▸ **TEXTE À LIRE**
# # #

Survol des sources généalogiques

On trouve aux AD 73 les dénombrements de la population en lien avec la gabelle du sel et le don gratuit (1561-1564) pour les bailliages de Gex, Ternier-Gaillard et du Chablais (rubrique Recensements de population). Des recensements de certaines communes du Canton de Genève se trouvent donc aussi dans ces documents (anciennes communes réunies)

Une source d’information très utile sur ces sources fiscales est à consulter sur Sabaudia

Sources bibliographiques (contexte historique)

Wikipedia (Etats de Savoie, Comté de Genève, Diocèse de Genève, bailliage de Ternier, Province de Carouge) / Dictionnaire Historique de la Suisse / Sources du site généalogique de la famille Mégard, notamment sur le bailliage de Ternier.


(1) Source : http://www.megard.ch/famille/public/sources_MM/EcritsBaillivaux.pdf




Recherches croisées franco-genevoises – Partie I

Ce sujet (recherches franco-genevoises croisées) est divisé en plusieurs parties : 4 articles sont consacrés à la contextualisation, traitant chacun d’une période-clé de l’histoire locale. On trouvera néanmoins  à la fin de l’article, une rapide évocation des sources généalogiques relatives à la période donnée. Le dernier article (partie V) est un récapitulatif -sous forme de tableau- des différentes sources pouvant être utiles dans le cadre de recherches croisées Savoie/Canton de Genève.

Diocèse de Genève et châtellenies de Savoie  (XIe-XVe s.)

# # #

▸ **ENREGISTREMENTS FOURNIS**
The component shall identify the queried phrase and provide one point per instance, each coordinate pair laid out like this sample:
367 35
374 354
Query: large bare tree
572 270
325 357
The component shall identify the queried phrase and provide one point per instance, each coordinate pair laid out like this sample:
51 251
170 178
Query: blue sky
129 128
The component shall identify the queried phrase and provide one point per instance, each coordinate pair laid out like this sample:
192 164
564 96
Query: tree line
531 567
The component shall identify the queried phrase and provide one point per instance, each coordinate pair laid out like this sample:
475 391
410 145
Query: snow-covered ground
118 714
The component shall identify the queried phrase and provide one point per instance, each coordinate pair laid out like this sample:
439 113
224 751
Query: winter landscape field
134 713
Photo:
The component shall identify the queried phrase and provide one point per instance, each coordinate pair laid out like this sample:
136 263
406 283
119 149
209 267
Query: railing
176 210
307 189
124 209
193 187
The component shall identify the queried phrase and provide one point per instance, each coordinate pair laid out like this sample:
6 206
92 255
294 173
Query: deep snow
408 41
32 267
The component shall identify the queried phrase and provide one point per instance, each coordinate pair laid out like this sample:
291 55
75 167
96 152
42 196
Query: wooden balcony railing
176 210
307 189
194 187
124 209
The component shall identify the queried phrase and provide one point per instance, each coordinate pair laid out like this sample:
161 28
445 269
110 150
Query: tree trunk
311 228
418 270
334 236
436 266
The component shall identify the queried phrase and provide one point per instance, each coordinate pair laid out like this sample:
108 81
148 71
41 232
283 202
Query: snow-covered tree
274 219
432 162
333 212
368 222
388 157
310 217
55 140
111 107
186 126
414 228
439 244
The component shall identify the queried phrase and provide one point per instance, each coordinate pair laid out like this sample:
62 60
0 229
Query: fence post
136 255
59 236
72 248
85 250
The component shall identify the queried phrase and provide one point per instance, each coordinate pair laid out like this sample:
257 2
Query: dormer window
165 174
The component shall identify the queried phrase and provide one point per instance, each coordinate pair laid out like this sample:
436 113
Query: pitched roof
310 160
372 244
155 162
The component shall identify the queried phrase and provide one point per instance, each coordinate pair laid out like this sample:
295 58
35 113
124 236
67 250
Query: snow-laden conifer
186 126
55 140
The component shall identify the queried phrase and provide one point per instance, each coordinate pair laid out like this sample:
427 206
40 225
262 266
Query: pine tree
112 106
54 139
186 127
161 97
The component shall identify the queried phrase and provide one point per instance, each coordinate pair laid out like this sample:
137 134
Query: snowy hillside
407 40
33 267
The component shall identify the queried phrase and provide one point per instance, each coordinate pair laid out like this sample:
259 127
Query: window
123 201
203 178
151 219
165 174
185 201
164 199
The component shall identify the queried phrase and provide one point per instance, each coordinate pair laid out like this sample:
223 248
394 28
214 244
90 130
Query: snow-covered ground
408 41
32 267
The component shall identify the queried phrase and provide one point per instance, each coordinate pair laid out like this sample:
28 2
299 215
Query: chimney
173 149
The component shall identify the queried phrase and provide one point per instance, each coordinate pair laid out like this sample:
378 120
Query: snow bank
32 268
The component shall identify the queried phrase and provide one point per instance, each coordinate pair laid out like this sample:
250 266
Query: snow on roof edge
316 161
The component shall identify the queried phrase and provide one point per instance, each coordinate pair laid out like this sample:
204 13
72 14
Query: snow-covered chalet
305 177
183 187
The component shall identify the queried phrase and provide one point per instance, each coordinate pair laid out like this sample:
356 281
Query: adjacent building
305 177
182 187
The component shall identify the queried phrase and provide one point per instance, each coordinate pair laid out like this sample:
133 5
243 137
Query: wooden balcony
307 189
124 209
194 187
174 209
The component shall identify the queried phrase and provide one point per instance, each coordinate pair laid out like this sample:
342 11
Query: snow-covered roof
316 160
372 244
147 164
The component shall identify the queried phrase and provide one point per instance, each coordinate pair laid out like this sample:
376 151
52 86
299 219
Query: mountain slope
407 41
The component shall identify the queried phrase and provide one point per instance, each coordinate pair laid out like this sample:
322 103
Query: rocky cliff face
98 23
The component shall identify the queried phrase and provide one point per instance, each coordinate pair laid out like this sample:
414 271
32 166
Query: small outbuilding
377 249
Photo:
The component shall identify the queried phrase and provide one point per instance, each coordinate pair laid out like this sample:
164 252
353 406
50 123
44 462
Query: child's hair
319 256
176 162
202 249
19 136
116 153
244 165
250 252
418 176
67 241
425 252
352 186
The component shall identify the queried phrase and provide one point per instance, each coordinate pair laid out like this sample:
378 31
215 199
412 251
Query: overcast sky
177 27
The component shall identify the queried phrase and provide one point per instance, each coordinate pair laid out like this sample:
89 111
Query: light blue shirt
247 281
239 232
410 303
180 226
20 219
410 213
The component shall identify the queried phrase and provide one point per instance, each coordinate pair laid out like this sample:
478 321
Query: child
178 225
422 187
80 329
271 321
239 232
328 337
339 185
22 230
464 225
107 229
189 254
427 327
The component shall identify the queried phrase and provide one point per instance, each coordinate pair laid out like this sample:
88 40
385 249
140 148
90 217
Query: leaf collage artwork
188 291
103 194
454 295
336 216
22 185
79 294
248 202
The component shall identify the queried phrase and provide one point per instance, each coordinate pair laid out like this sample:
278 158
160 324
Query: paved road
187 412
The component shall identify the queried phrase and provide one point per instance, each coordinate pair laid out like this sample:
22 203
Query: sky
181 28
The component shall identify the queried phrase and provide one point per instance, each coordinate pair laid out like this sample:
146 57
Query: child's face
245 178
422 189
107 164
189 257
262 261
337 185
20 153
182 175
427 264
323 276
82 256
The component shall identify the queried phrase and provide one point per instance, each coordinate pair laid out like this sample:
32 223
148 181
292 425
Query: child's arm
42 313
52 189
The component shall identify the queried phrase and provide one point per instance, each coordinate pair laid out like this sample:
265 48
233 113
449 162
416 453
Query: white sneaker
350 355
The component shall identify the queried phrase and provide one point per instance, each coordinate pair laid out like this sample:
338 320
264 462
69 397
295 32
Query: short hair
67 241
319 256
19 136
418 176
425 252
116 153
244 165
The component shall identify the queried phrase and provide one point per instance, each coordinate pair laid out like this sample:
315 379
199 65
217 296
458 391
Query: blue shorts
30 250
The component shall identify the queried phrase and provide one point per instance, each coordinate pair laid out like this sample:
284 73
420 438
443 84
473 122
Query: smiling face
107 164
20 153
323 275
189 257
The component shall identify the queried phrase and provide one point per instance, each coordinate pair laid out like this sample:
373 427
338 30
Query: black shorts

# # #

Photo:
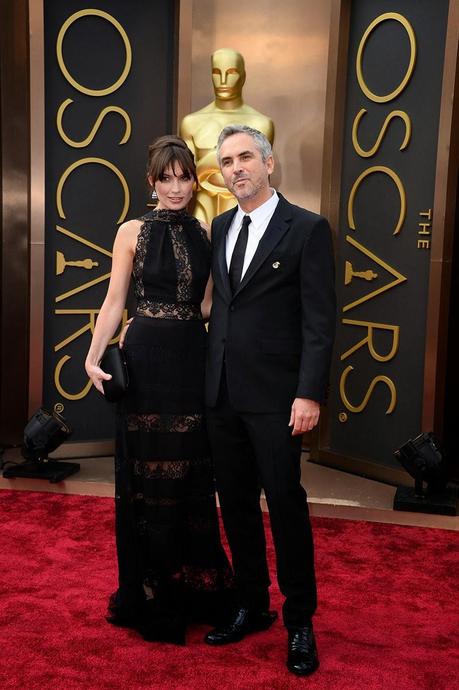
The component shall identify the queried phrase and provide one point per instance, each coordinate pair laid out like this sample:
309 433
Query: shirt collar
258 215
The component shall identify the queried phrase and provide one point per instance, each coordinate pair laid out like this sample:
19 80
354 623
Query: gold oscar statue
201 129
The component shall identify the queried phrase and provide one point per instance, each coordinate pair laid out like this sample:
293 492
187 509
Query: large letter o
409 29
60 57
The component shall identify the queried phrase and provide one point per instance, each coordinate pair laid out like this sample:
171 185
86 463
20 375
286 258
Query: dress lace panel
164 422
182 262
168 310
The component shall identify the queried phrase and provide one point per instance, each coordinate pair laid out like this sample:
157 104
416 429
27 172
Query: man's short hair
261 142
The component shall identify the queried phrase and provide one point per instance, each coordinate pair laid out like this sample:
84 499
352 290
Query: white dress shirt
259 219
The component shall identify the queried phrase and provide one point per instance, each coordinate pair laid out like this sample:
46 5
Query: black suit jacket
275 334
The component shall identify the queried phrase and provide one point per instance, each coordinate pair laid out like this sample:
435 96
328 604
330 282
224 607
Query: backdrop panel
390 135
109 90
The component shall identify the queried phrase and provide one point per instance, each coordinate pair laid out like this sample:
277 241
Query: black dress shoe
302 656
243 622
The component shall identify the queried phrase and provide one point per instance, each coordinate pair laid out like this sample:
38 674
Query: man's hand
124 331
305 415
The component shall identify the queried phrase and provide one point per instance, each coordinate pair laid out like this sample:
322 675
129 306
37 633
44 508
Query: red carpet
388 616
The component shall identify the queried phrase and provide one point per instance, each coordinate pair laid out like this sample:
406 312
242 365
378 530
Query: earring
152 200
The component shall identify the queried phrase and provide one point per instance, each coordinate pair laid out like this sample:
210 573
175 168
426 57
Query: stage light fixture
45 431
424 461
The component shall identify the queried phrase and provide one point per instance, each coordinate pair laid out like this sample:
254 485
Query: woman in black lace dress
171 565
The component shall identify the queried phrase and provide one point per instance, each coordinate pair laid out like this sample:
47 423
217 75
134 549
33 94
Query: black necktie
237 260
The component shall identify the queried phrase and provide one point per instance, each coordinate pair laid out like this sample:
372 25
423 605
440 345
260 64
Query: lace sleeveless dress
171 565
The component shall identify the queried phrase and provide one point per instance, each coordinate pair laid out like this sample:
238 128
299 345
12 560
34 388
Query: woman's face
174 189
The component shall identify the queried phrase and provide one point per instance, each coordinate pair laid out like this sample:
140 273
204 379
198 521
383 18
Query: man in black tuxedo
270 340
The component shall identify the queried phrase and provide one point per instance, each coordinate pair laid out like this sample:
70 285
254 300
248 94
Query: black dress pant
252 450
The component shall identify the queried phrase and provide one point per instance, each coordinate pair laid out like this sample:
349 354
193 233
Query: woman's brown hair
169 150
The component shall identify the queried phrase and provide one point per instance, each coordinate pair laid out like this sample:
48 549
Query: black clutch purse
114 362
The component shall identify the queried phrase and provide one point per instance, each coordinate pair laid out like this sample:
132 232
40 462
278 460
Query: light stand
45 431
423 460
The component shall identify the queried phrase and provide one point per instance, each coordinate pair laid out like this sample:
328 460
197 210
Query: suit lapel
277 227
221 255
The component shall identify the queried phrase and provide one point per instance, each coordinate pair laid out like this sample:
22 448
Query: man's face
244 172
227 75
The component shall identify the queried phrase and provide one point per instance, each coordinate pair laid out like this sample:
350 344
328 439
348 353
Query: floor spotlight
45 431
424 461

# # #

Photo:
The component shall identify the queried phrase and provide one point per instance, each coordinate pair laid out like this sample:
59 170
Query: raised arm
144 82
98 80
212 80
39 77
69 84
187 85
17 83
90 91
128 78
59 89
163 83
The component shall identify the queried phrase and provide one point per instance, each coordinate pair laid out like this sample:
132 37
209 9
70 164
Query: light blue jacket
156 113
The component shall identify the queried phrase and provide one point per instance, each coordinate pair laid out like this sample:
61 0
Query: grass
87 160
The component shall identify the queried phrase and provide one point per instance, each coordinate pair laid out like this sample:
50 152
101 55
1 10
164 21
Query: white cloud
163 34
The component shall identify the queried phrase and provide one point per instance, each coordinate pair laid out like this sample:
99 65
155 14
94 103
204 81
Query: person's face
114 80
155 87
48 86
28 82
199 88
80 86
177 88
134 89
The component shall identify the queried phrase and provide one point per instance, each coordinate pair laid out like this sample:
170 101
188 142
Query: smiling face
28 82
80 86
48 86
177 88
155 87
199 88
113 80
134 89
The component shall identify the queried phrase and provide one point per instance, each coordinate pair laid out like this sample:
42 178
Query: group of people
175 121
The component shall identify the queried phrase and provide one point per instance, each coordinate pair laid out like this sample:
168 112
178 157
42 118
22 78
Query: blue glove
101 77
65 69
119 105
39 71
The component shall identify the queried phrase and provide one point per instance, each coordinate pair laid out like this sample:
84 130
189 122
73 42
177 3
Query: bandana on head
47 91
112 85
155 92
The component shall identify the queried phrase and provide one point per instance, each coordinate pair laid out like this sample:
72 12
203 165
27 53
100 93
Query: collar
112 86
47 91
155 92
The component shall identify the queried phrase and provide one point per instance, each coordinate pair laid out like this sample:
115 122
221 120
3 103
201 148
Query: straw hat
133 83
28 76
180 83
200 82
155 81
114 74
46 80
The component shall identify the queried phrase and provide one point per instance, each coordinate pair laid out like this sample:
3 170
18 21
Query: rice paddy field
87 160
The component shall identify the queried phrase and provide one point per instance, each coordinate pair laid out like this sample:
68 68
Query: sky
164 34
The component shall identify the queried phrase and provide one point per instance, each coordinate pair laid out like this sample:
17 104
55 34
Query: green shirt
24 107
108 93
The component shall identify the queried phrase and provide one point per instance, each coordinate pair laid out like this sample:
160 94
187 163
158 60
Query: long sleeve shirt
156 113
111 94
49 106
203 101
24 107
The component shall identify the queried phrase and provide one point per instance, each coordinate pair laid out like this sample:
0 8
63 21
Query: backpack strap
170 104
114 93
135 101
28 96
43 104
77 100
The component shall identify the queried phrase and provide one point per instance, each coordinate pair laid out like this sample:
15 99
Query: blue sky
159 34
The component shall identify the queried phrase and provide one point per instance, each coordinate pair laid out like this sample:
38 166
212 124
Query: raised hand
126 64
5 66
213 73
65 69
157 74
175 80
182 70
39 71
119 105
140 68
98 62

# # #

▸ **LISTE DES TÂCHES**
1. Indiquez si chacune des affirmations suivantes concorde avec le texte sur les sources généalogiques, en répondant par oui ou par non et en citant les mots du texte qui tranchent. (a) Les dénombrements de la population liés à la gabelle du sel sont conservés aux AD 73. (b) Le dernier article de la série correspond à la partie IV. (c) Quatre articles traitent de la contextualisation.
2. Substituez « Wikipédia » à « Wikipedia » et recopiez le passage du texte sur les sources généalogiques qui commence par « Sources bibliographiques (contexte » et se termine par « bailliage de Ternier. ».
Les enregistrements proviennent d'une autre source que le texte.

▸ **SOLUTIONS PROPOSÉES**
1.
(a) Oui : « On trouve aux AD 73 les dénombrements de la population en lien avec la gabelle du sel ».
(b) Non : « Le dernier article (partie V) est un récapitulatif ».
(c) Oui : « 4 articles sont consacrés à la contextualisation ».

2.
Sources bibliographiques (contexte historique)

Wikipédia (Etats de Savoie, Comté de Genève, Diocèse de Genève, bailliage de Ternier, Province de Carouge) / Dictionnaire Historique de la Suisse / Sources du site généalogique de la famille Mégard, notamment sur le bailliage de Ternier.